> [JOB]: List every row below that contains the word "metal", copying each one in full.
─── DATASET CONTENT ───
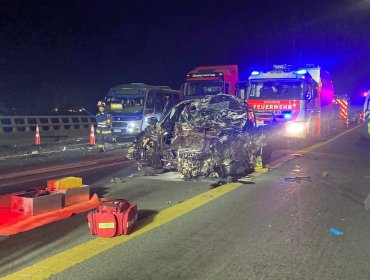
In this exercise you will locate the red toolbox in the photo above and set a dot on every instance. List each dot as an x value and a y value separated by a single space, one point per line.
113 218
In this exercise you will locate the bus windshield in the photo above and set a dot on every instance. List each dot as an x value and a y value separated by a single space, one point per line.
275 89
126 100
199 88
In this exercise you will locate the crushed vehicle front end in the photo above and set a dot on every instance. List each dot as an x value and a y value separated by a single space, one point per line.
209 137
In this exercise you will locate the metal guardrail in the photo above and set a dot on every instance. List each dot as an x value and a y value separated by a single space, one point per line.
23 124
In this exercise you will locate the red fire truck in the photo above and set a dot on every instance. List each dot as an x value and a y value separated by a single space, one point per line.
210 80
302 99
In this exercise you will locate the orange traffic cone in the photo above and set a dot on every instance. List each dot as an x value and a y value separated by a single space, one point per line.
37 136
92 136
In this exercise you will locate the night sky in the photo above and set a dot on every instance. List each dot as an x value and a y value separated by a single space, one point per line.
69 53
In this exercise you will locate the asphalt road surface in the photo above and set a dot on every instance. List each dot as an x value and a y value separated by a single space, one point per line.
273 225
───
─── DATASET CONTENT ───
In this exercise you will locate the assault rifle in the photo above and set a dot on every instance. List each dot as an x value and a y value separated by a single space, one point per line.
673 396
───
─── DATASET CONTENT ───
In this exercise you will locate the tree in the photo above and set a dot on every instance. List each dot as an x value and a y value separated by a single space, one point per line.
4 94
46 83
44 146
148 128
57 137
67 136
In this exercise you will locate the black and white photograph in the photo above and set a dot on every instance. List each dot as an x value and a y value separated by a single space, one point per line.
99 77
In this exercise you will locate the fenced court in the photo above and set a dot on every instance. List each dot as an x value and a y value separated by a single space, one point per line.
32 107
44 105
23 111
───
> [FINISHED TASK]:
In this exercise you will locate the metal guardrail in the photo above and set a dot on every instance. List each dot as an x value and a y value separated by a single space, one point per line.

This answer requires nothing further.